[Stoves] High mass space heating options

[Paul S. Anderson]

Dear Crispin and all,

I have added Chas Hinckley's address so that he receives Crispin's  
message as well as my reply.   (if responding to this message, please  
klick "Reply All" to include Chas.)

Relating to Crispin's comments:
1.  I had forgotten about the condensation.  A difficulty to solve,  
but an advantage of gaining back all that latent heat.

2.  BECAUSE the TLUD is a batch operation, (and can even be rigged to  
have a small alarm that says when the batch is about over), therefore  
the total fire is removed and the dampers and doors on the high mass  
heater can be tightly closed without any fears of further emissions  
from lingering regular fires.

3.  Thanks for the target numbers of 12 to 25 kW.

Is this the energy content of the fuel?   or is it the amount of  
thermal energy that is captured and is useful in the household?

What does this translate into as kg of common wood (or Mongolian dung  
or other fuels)?

Paul
--
Paul S. Anderson, PhD
Known to some as:  Dr. TLUD    Doc    Professor
Phone (USA): 309-452-7072   SKYPE: paultlud   Email: psanders at ilstu.edu
www.gtz.de/de/dokumente/giz2011-en-micro-gasification.pdf   (Best ref.)


Quoting Crispin Pemberton-Pigott <crispinpigott at gmail.com>:

> Dear Massive Friends
>
>
>
> There is a strong preference to put mass walls into homes in  
> Mongolia as spare income becomes available. Something like 60% of  
> people who used to live in a ger (yurt) have built permanent  
> structures and many of the small homes have a mass wall in them.
>
>
>
> There is a significant risk with these devices and that is the  
> problem of controlling the air flow through them once the fire dies  
> down. The amount of heat lost up the chimney can be very significant  
> when the wall is hot and there are open holes. It is not possible to  
> close the chimney completely because it is never certain that a fire  
> is completely out so CO would get into the home if the ventilation  
> of the wall is blocked.
>
>
>
> When checking the excess air ratio of a couple of these ?wall  
> stoves? as they call them, I found a lot of air is being pulled  
> through, driven by the retained heat. It is not only possible, but a  
> surety that the thermal efficiency drops below 0% under late-fire  
> and fire-out conditions. There are a few things one can do with the  
> design, but keep in mind that having an episodic fire instead of a  
> continuous one exacerbates the problem. A continuous fire for a long  
> time is inevitably going to have different firepower at different  
> stages so it is not a complete cure either.
>
>
>
> The big advantage of a mass wall is not that it smooths the heat  
> delivery (which is does) but that it will deliver heat throughout  
> the night. That is the biggest issue. 10 hours of heating.  No one  
> wants to get up on the night and tend a stove.
>
>
>
> There is a lot of work needing to be done on this to get systems  
> that drain water effectively (there is a huge amount of condensation  
> inside such devices) and to work out the best mass. I did a little  
> work with (then) GTZ modelling this and we arrived at a number of  
> 500 bricks as being the minimum number to be effective in that  
> climate. Maybe 1-2 tons.

=== Short problem ===
Give everything from "I have added" down to "that latent heat." in the high mass heating message again, putting "moisture" wherever "condensation" stands.

=== Source excerpt ===
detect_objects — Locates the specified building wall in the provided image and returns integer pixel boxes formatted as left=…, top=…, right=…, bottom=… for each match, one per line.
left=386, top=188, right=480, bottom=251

=== Problem solution ===
I have added Chas Hinckley's address so that he receives Crispin's  
message as well as my reply.   (if responding to this message, please  
klick "Reply All" to include Chas.)

Relating to Crispin's comments:
1.  I had forgotten about the moisture.  A difficulty to solve,  
but an advantage of gaining back all that latent heat.